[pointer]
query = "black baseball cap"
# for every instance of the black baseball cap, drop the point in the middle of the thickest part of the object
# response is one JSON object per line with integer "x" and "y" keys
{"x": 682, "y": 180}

:::

**EXERCISE**
Rename "baseball cap" to "ball cap" throughout the lines above, leaving everything else unchanged.

**SOLUTION**
[pointer]
query = "black ball cap"
# for every instance of the black ball cap, drop the point in the middle of the thickest part of the object
# response is one JSON object per line with integer "x" and "y" keys
{"x": 682, "y": 180}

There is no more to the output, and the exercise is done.